> **What you should do**: Can you quote exactly the stretch of lines from the one with "Where can you spot the light" through the final line of the material, both ends included?

> **Available data**:
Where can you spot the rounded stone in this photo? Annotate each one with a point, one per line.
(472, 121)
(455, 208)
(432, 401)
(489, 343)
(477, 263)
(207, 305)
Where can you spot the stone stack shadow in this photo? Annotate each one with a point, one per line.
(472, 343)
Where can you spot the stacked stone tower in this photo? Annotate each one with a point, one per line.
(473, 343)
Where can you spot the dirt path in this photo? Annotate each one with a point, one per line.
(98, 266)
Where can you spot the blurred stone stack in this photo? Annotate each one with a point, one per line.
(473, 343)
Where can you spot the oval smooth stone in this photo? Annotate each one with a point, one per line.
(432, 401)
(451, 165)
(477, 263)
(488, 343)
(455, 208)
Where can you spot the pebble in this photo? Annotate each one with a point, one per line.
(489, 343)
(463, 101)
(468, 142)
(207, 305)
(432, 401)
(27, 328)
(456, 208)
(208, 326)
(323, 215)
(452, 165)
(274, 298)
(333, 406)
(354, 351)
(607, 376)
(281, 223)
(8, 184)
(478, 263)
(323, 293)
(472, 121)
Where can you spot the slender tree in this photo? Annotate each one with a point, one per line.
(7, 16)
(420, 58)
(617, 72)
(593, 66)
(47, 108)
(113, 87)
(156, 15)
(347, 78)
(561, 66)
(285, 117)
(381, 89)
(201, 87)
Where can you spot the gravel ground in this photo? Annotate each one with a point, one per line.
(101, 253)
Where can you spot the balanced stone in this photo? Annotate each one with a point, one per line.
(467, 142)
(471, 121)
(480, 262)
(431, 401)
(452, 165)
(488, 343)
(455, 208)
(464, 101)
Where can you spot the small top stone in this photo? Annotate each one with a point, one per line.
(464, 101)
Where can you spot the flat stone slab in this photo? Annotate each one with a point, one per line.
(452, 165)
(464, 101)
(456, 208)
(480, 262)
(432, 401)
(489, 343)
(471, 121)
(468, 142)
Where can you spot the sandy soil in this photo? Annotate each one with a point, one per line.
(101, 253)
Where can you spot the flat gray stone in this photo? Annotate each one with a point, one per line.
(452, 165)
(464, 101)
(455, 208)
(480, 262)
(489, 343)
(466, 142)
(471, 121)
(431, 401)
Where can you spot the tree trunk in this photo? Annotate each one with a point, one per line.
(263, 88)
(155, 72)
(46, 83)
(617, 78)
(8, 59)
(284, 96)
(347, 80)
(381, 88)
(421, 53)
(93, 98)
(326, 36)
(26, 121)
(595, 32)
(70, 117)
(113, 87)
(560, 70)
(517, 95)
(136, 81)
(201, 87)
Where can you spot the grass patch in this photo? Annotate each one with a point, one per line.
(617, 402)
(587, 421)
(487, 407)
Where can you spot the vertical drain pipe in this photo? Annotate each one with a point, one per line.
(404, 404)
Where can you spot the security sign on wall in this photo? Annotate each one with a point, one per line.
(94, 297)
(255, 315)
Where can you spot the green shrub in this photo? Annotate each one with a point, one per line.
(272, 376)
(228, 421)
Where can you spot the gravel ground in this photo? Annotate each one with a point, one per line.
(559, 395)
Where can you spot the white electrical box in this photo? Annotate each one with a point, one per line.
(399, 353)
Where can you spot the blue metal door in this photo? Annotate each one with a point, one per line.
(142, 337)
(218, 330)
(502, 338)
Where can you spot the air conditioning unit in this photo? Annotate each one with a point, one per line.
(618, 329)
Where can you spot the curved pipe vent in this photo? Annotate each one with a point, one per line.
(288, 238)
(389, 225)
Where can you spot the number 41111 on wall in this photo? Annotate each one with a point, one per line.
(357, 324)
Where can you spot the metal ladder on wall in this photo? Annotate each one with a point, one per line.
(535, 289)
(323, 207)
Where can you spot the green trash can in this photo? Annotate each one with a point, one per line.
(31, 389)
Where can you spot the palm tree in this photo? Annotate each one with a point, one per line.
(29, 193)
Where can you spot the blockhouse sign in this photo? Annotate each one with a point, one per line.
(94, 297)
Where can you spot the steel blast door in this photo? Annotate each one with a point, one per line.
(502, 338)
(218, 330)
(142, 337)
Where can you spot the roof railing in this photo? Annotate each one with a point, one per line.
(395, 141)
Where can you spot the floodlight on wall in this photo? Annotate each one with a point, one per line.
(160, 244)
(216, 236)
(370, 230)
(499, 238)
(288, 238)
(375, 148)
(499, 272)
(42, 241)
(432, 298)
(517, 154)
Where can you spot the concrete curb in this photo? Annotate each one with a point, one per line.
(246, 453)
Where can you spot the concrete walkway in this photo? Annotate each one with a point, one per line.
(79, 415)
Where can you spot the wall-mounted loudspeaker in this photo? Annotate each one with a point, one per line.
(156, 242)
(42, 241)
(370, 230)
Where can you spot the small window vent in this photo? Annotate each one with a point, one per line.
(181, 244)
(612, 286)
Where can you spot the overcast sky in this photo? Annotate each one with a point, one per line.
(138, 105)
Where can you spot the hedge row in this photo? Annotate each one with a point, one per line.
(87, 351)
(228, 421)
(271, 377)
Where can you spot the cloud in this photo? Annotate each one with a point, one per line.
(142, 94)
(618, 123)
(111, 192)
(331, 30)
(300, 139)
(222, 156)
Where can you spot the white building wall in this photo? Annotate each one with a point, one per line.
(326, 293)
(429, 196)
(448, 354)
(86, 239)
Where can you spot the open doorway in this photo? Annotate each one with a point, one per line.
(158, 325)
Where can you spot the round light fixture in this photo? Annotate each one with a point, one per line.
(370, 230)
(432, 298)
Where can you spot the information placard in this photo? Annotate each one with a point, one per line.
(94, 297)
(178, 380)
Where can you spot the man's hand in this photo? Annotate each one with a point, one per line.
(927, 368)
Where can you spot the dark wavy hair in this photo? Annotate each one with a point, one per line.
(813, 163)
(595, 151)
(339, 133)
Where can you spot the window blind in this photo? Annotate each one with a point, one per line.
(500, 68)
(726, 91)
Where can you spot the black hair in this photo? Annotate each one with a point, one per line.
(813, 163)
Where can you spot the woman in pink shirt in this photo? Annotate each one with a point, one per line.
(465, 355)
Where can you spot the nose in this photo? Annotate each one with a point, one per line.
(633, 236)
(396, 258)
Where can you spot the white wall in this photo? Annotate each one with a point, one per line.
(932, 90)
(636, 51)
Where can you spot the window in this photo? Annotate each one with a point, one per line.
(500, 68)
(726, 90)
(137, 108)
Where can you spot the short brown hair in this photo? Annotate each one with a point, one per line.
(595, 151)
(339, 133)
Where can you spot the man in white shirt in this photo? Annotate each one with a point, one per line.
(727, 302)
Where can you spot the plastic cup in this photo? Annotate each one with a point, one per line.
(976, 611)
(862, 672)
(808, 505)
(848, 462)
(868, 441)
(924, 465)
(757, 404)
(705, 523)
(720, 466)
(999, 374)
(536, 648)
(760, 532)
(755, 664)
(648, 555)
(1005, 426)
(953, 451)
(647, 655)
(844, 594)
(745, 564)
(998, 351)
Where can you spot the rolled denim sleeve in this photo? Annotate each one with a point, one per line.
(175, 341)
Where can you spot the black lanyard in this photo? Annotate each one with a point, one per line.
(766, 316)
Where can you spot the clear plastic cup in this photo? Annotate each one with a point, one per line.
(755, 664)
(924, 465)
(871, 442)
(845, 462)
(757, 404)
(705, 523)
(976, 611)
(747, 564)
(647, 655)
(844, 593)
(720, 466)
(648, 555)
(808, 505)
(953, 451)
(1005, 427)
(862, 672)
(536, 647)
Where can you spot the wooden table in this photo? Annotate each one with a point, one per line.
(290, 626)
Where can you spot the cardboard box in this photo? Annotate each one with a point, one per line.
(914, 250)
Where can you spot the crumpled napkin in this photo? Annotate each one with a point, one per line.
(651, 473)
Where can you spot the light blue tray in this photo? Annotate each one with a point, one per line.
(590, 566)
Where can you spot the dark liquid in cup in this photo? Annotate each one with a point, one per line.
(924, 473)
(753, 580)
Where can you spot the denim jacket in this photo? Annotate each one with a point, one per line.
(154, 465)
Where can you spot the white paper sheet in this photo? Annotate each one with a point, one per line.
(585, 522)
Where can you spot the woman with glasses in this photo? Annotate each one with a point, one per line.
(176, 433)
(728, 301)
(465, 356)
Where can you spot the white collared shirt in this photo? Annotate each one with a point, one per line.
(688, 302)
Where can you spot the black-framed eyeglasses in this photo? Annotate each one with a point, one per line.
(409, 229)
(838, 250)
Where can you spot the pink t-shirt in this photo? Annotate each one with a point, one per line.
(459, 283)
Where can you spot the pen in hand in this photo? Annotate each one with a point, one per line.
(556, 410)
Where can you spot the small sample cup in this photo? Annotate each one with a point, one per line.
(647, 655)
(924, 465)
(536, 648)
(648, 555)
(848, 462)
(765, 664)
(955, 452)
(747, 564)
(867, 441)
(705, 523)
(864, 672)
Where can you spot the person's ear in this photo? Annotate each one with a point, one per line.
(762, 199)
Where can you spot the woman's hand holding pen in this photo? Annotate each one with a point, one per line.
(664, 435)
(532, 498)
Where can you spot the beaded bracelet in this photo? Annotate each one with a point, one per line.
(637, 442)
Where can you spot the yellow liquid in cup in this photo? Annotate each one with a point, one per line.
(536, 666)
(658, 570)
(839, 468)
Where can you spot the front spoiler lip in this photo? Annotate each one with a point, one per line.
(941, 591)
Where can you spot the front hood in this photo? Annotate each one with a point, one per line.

> **Response to this exercise**:
Where can you spot the light blue tray in this photo? Annotate each one with a point, one per line.
(590, 566)
Where can you spot the dark liquid in cup in this photo? Annotate each one with a point, one per line.
(924, 473)
(753, 580)
Where can you spot the denim jacket in this photo? Annotate each one with a point, one per line.
(154, 465)
Where can you spot the white paper sheet in this photo? Annotate each one with a point, one per line.
(585, 522)
Where can you spot the woman with glasses in this photo? Annotate each one with a point, one per line.
(176, 433)
(728, 301)
(465, 356)
Where can you spot the white collared shirt in this photo? Annotate each one with a point, one per line.
(688, 302)
Where can you spot the black-framed eyeglasses in this photo? Annotate each one with a point, one per line.
(409, 229)
(838, 250)
Where can you spot the pink t-shirt in this photo? Annotate each one with a point, one per line.
(459, 283)
Where can you spot the pen in hand in this photo? Annotate each one with a point, one per line.
(556, 410)
Where can you spot the small sample cup in this photo? Annotate each one with a point, one per line.
(647, 655)
(924, 465)
(536, 648)
(648, 555)
(848, 462)
(765, 664)
(955, 452)
(747, 564)
(867, 441)
(705, 523)
(864, 672)
Where can you spot the person's ear in this photo? Annotate each one with a point, one per line.
(762, 199)
Where can you spot the woman's hand holding pen in this photo? Annotate each one with a point, one per line.
(664, 435)
(532, 498)
Where can you spot the beaded bracelet in this photo? Annotate each one with a point, one per line.
(637, 442)
Where can you spot the yellow liquid in cup in this photo? Annotate each one with a point, one per line.
(536, 666)
(658, 570)
(839, 468)
Where can you spot the front spoiler lip in this photo? Annotate each one with a point, one per line.
(941, 591)
Where can you spot the front hood in this photo? Annotate each one with a point, one per line.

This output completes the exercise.